» QUOTED PASSAGE
-- Begin --

Thanks  for the reply.  I look forward to seeing how it all works out.

- ferruzzi

________________________________
From: Vikram Koka via dev <[email protected]>
Sent: Monday, March 30, 2026 7:28 PM
To: [email protected] <[email protected]>
Cc: Vikram Koka <[email protected]>
Subject: RE: [EXT] [DISCUSS] Task State Management

CAUTION: This email originated from outside of the organization. Do not click 
links or open attachments unless you can confirm the sender and know the 
content is safe.



AVERTISSEMENT: Ce courrier électronique provient d’un expéditeur externe. Ne 
cliquez sur aucun lien et n’ouvrez aucune pièce jointe si vous ne pouvez pas 
confirmer l’identité de l’expéditeur et si vous n’êtes pas certain que le 
contenu ne présente aucun risque.



Hi Dennis,


Thank you for this. I want to address the workload generalization point
more precisely, because I think there is an important distinction that
clarifies
where AIP-103 sits.


AIP-103 is fundamentally a DAG-author-facing API.

The scopes it defines correspond directly to concepts that DAG authors
declare and interact with: tasks (via context['task_state']) and assets (via
context['asset_state']). Both TaskScope and AssetScope have clear natural
primary keys and well-understood DAG-author use cases.

-- End --

» EXERCISE BRIEF
Write the next part of the AIP-103 email, picking up right after its final sentence. The listing that comes next has no connection to the AIP-103 email.

Rows of the dataset:
-- Begin --

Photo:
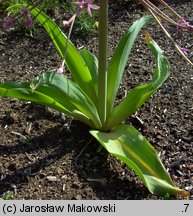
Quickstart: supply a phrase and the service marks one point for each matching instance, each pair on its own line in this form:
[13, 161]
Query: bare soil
[44, 155]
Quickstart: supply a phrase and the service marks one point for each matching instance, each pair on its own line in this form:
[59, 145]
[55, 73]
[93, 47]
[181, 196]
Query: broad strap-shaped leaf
[127, 144]
[74, 61]
[71, 91]
[139, 95]
[55, 91]
[92, 64]
[119, 59]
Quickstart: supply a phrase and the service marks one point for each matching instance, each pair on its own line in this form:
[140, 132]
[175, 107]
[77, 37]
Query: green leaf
[55, 91]
[127, 144]
[70, 91]
[92, 64]
[74, 61]
[119, 59]
[139, 95]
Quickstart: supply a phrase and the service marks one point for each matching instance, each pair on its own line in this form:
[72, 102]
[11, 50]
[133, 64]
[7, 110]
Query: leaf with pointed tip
[140, 94]
[127, 144]
[73, 59]
[119, 59]
[56, 91]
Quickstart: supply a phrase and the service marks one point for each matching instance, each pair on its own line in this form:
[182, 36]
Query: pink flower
[184, 24]
[28, 21]
[60, 70]
[8, 23]
[24, 11]
[184, 50]
[86, 4]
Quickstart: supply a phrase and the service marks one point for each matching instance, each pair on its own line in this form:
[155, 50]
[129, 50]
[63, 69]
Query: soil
[46, 155]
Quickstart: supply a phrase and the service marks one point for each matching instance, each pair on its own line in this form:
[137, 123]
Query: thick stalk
[102, 73]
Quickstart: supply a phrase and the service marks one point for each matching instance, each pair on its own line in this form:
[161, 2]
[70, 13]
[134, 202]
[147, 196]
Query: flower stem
[103, 46]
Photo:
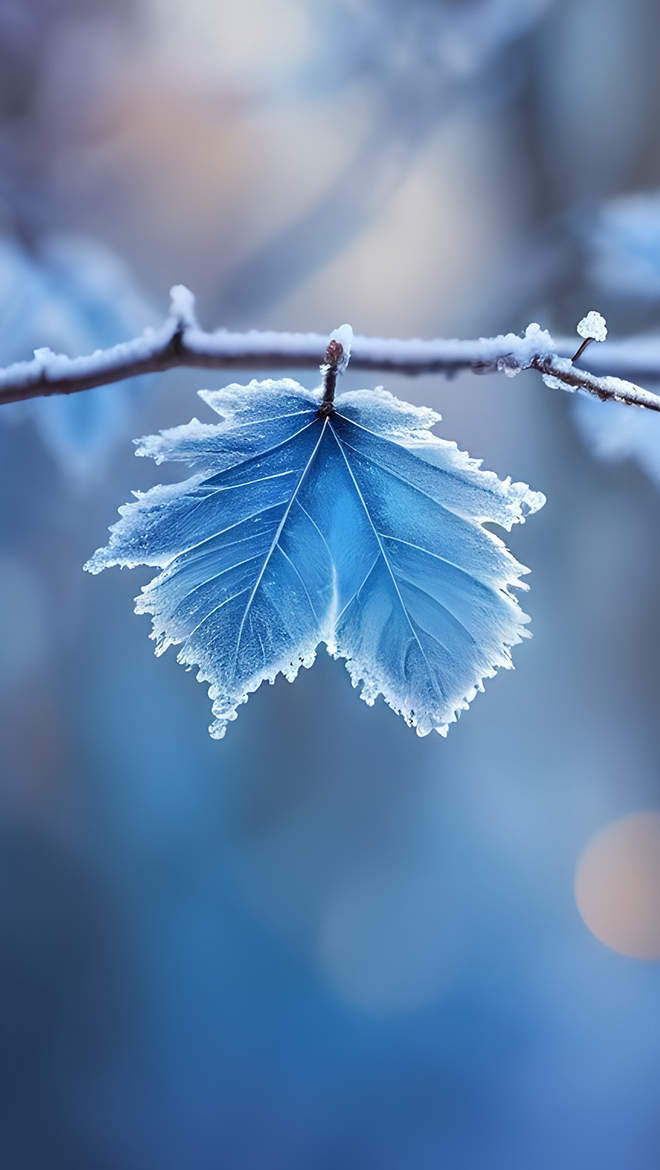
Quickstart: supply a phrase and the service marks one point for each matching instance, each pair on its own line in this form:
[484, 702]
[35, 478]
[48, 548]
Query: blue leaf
[363, 531]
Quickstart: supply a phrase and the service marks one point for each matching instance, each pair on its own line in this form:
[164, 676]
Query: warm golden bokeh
[618, 886]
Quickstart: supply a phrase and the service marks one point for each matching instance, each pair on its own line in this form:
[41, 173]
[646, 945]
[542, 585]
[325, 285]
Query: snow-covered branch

-- End --

» ANSWER TO THIS TASK
However, they are built on a generic underlying mechanism that can support
additional scopes when the time is right, so we are not locked in and do
not need to decide on everything now.


BaseDagBundleWorkload and WorkloadKey are a different layer entirely. They
are internal to the scheduler and executor.

DAG authors do not declare workloads, do not interact with them, and have
no context['workload_state'] surface.

When a DAG author writes @task def my_func(), the scheduler creates an
ExecuteTask workload behind the scenes, but that is invisible to the
author.

The workload abstraction is the right place to unify executor mechanics,
but it is not the DAG-author API that AIP-103 is designing.


SyncCallback and AsyncCallback are DAG-author-visible, but a callback is a
one-shot function call with no cross-retry state persistence requirement.


I think the right approach is to wait until the callbacks and workloads
design stabilizes further. Once it does, we can identify the natural semantic
primary key for each workload type, assess the key use cases that need
state persistence from a DAG-author perspective, and add the appropriate
scope at that point.

Since the underlying task_state mechanism is generic, I am confident that
we can add additional scopes as needed.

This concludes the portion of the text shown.